THE TASK:
Filter the entries below and copy every line that contains the string "sofa".

-- -- --

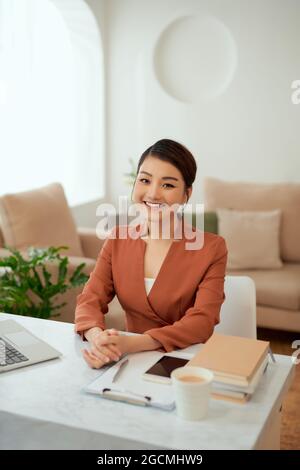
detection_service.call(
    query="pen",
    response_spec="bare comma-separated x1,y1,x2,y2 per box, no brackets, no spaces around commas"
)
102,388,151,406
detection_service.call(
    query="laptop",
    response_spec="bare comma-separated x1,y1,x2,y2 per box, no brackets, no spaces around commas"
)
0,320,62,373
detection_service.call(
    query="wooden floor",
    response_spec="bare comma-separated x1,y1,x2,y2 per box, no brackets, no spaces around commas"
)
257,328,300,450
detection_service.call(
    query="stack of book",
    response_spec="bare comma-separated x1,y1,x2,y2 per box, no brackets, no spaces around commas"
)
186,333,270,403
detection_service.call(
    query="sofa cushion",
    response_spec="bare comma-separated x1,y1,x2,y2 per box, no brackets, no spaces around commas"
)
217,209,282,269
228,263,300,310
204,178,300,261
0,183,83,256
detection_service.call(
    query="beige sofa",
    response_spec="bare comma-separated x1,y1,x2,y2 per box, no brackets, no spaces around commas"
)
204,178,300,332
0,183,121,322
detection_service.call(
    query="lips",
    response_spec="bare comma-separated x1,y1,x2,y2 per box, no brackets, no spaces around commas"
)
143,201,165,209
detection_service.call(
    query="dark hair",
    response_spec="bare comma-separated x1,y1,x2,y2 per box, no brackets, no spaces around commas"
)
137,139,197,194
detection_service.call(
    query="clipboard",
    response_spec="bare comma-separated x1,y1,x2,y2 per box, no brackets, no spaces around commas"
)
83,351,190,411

-- -- --

EXERCISE RESULT:
    query="sofa cushion",
    query="beige sofa",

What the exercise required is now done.